> **Excerpt**:
■ ■ ■ ■ ■ ■ ■
If your world has been burning, you’re not alone. My head is back in Story. More soon. I hope we all make it through today. Love love.
I am writing to share my response to your “…thoughts on pending legislation that would legalize ‘Marijuana’ for recreational use in Illinois,” as published in your newsletter on 5/6/2019. To be completely transparent, I’m coming to you from the angle of a recovering drug addict with PTSD, a medical cannabis card-holder, a cannabis advocate, a parent, and a writer—the only place I have any real expertise is in the words. Everything else is anecdotal.
I love that you start by talking about what we call things and—as you really emphasized—what we don’t call things (“Don’t be misled, Cannabis is the same drug as marijuana, pot, dope or weed.”) Of course it is, because Cannabis is the Latin genus that encompasses the three branches of the weed family—the indicas whose sedative effects make it the right medicine for someone like me, their sativa sisters whose head-high rattles my brain and throws me into anxiety, and the auto-flowering and less fussy ruderalis.
Marijuana is a word that came from Mexico in the early 20th century (that magical time when white men really started cutting their disguise-racism-as-policy teeth and planted the corpse flower we’re all currently smelling on social media, every news station and anywhere people go). The legend of the xenophobic roots of the U.S. War on Drugs/Brown Folks and Other Outsiders is one of the canonical stoner myths that seems to be true. Here’s an easy read on it (way better than my hot take would be, and I urge everyone to read it).
Pot, weed, dope? I want to talk about dope, Representative.
Dope is what you call heroin. Sometimes it means meth. You shoot dope, snort dope, cook it. I hope you don’t know any of this. I hope that you and your circle have been spared the agony of addiction and that you wrote that word from a place of genuine ignorance. That’s statistically unlikely, though, anywhere. Your 80th District is no exception.
With full acknowledgement that a long time ago, “dope” was slang for cannabis, I suggest taking that one off of your list. Words really are important.
■ ■ ■ ■ ■ ■ ■
Point-per-instance localization data
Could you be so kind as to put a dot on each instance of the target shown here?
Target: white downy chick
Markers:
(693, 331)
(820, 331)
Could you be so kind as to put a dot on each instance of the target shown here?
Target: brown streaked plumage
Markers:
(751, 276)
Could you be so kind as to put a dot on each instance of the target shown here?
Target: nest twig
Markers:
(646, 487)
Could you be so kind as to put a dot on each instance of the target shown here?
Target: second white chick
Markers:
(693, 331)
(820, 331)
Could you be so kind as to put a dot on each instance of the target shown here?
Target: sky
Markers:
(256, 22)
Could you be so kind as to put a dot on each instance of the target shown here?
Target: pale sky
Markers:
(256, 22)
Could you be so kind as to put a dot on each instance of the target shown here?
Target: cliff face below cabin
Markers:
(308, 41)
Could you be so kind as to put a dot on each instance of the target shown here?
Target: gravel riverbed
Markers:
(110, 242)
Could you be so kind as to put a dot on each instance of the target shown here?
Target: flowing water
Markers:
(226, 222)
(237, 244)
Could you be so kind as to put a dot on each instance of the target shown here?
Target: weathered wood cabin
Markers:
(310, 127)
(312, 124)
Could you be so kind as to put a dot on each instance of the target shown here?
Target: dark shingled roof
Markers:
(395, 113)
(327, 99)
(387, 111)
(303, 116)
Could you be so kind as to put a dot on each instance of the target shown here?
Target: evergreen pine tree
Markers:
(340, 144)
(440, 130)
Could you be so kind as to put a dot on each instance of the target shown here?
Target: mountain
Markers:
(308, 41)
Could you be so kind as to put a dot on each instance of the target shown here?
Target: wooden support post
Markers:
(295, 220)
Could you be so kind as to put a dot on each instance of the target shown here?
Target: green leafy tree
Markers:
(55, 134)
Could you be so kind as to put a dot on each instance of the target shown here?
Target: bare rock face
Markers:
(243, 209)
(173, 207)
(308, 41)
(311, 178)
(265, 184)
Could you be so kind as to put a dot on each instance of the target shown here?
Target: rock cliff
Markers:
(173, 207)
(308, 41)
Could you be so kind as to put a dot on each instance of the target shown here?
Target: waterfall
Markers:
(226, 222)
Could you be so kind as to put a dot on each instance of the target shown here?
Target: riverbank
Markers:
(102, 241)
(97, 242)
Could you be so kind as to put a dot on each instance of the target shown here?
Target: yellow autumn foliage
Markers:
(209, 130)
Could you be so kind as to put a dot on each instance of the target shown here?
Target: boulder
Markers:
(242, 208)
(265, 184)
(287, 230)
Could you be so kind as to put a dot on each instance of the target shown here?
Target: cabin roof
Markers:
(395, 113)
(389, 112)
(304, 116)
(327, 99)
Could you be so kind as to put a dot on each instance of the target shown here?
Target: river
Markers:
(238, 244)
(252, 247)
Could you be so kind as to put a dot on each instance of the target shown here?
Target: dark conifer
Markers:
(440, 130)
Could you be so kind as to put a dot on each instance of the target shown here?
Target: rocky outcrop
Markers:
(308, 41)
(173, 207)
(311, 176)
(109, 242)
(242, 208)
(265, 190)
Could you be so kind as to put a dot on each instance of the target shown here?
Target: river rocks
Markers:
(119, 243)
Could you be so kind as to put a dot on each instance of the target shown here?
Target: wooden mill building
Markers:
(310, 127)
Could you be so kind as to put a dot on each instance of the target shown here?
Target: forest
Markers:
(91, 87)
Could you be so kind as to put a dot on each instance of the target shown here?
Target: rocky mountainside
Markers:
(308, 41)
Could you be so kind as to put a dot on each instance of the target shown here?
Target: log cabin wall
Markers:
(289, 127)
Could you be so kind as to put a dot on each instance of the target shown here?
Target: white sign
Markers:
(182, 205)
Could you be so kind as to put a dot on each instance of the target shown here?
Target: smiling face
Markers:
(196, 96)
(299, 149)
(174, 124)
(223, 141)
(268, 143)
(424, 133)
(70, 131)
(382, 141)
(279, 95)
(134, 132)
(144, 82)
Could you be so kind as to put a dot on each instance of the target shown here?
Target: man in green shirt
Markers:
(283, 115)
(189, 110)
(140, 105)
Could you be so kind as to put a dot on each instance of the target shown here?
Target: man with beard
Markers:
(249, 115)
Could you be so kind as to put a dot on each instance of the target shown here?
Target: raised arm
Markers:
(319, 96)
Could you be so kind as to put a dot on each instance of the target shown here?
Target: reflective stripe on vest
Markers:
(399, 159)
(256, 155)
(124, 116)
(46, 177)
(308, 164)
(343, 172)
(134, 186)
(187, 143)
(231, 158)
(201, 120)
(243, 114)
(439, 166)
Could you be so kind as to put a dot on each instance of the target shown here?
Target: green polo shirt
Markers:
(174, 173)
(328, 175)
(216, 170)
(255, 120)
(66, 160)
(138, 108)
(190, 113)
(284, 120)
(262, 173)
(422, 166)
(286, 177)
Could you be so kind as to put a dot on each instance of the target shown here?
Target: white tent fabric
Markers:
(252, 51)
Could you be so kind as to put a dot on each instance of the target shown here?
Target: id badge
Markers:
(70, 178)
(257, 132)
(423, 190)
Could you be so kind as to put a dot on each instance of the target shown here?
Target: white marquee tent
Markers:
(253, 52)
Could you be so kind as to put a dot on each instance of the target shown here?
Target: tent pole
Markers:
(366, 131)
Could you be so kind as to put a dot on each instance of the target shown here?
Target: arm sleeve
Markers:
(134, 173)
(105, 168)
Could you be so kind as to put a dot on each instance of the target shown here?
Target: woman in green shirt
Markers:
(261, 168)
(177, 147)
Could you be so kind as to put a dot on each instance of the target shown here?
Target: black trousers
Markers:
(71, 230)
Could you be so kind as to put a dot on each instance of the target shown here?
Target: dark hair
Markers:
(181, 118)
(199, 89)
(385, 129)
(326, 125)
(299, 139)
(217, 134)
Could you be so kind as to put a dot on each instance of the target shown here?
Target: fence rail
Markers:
■ ■ ■ ■ ■ ■ ■
> **Study questions**:
[1] Summarize the letter in two sentences.
[2] In the letter, on what date was the Representative's newsletter published?

> **Answers provided**:
[1] Writing as a recovering drug addict with PTSD and a medical cannabis card-holder, the author responds to a Representative's newsletter comments on legalizing recreational marijuana in Illinois, focusing on the words used for the drug. The letter notes that Cannabis is the Latin genus covering indicas, sativas and ruderalis and that "marijuana" came from Mexico in the early 20th century, then urges the Representative to drop "dope" from the list because the word refers to heroin or sometimes meth.

[2] 5/6/2019